What to produce
Reproduce word for word the part of the material that begins with the line containing "[locate] ceiling fan light" and runs to the end of the material, including both the first and last lines.

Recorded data
------------

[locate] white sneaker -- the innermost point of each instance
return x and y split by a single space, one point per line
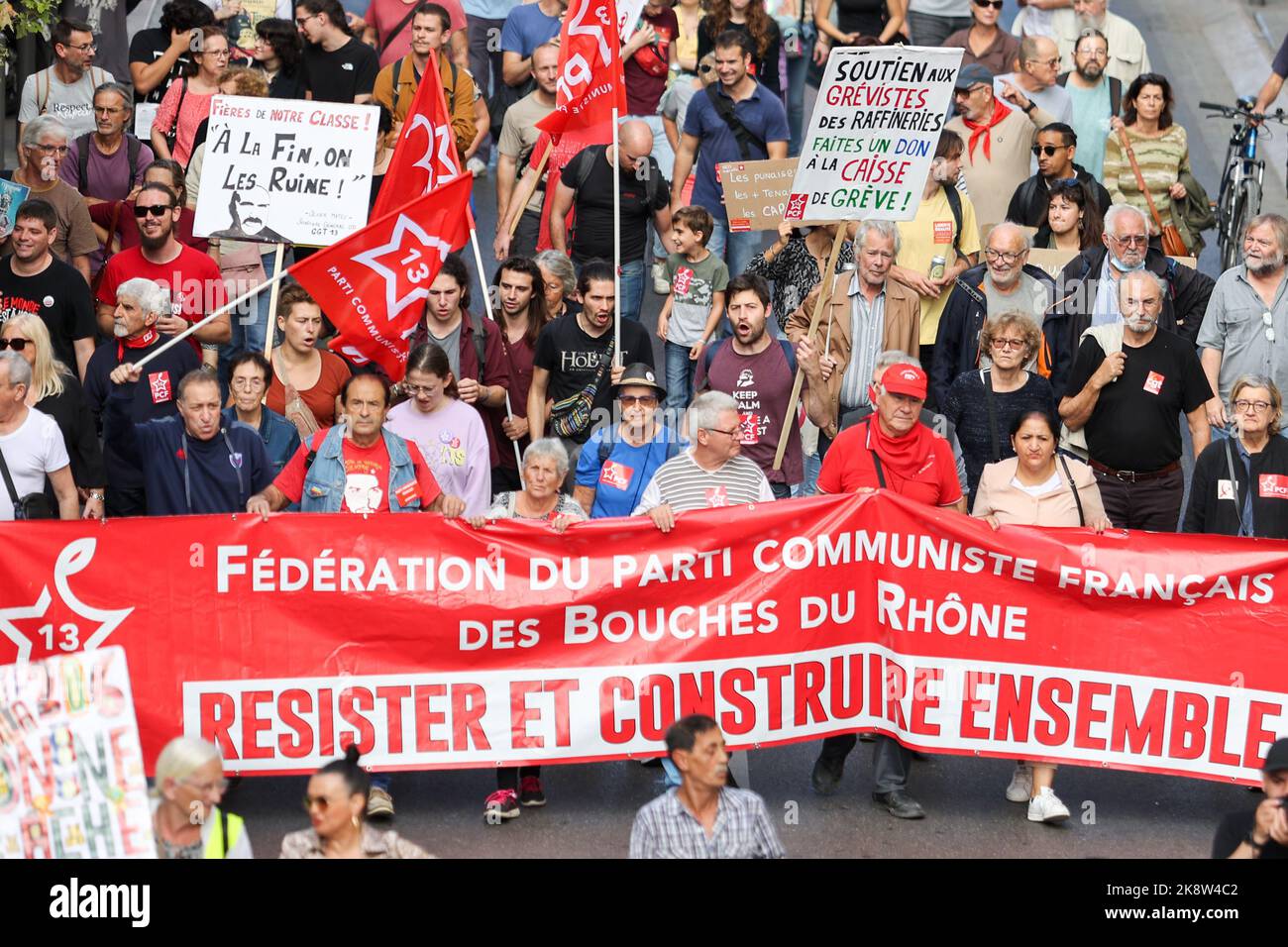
1046 806
1021 784
661 285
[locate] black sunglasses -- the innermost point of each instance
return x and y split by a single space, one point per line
154 209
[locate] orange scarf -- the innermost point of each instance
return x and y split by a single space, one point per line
982 131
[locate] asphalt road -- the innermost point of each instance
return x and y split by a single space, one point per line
591 806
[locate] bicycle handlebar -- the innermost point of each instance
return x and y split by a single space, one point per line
1233 111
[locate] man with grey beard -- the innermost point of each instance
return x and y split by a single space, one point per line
1128 382
1245 328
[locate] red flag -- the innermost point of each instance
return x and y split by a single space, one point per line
370 282
590 73
590 85
425 154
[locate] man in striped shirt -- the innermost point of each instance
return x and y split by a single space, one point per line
708 474
703 817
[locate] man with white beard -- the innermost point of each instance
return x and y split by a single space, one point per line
1245 328
1127 392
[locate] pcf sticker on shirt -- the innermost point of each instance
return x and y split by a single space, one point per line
1273 486
616 474
159 384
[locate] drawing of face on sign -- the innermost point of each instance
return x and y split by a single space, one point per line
362 492
249 211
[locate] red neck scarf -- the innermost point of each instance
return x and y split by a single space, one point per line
141 342
982 131
903 457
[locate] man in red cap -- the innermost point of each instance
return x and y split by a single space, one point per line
890 450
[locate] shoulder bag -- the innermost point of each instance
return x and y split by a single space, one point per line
31 506
295 408
1172 243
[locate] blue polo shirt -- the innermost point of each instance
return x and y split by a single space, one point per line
764 116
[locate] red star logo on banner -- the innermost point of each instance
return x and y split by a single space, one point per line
407 263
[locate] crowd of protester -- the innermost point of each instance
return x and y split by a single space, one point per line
945 367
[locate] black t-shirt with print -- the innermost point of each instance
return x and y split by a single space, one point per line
343 75
592 230
574 359
59 295
1134 425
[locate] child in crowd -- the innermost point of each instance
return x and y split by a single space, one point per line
694 309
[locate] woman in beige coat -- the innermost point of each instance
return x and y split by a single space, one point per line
1038 487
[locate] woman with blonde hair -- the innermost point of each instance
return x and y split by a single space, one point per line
56 392
185 815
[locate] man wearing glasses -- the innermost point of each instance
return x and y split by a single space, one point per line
65 89
1055 149
194 282
1006 282
1126 394
1245 328
1087 290
1129 54
1038 68
1096 98
708 474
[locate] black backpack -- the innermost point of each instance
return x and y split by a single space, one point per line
82 146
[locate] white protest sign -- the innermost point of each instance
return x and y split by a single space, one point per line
71 766
874 132
283 170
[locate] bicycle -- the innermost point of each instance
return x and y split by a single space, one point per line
1243 176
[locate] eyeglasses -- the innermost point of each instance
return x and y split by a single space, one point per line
219 787
321 801
153 210
417 389
995 256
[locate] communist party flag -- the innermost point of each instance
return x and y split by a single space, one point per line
425 154
590 86
372 282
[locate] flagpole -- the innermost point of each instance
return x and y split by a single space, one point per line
209 318
617 247
487 302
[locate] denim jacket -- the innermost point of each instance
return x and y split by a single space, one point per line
323 484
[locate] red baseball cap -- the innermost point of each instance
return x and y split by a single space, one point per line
905 379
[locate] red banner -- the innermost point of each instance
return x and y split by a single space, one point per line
433 644
370 282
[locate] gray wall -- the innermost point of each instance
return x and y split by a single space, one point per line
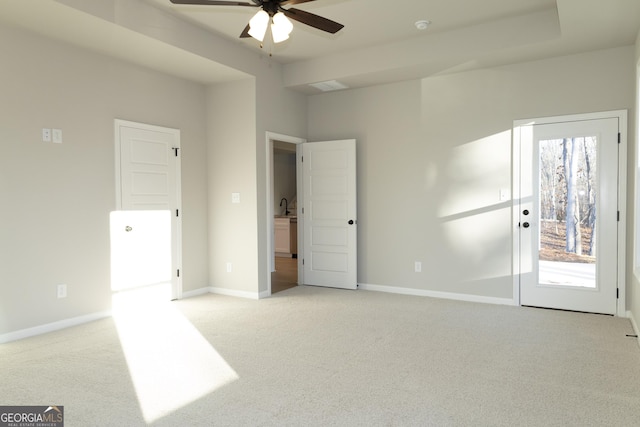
433 155
57 198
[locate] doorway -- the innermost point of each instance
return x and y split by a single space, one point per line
146 227
568 234
283 180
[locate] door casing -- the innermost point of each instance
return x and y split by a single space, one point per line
621 115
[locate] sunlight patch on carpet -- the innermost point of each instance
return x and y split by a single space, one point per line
170 363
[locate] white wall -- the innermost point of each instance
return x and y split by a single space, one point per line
633 276
433 155
233 233
54 225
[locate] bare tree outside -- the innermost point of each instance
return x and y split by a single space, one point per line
568 199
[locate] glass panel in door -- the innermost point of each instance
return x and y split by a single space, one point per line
568 181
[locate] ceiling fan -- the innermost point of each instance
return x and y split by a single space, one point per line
272 11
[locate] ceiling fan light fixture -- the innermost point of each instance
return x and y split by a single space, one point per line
258 25
281 27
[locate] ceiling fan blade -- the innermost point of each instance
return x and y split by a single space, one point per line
214 3
245 32
286 2
313 20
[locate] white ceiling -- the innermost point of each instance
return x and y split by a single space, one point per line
379 43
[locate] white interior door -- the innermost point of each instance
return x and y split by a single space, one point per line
148 187
330 216
568 219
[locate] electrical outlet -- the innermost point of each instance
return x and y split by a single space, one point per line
57 135
62 291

------------

Reply to the task
[locate] ceiling fan light fixture -- the innermost point of each instance
return x and y split by a single space, one point per line
258 25
281 27
[locate] ceiling fan blade -- the innermost point of each instance
return x and y split by a single space, one point per line
214 3
245 32
286 2
313 20
[locate] white ceiling -- the innermost point of each instance
return x and y split by a single space, one point per line
379 43
[locate] white interior door -- the innermost point of each instance
return x and y split by a single space, one point per line
148 187
330 216
568 219
[locate] electrical outlet -- the innermost point of each instance
return x and y split by a single space, one point per line
57 135
62 291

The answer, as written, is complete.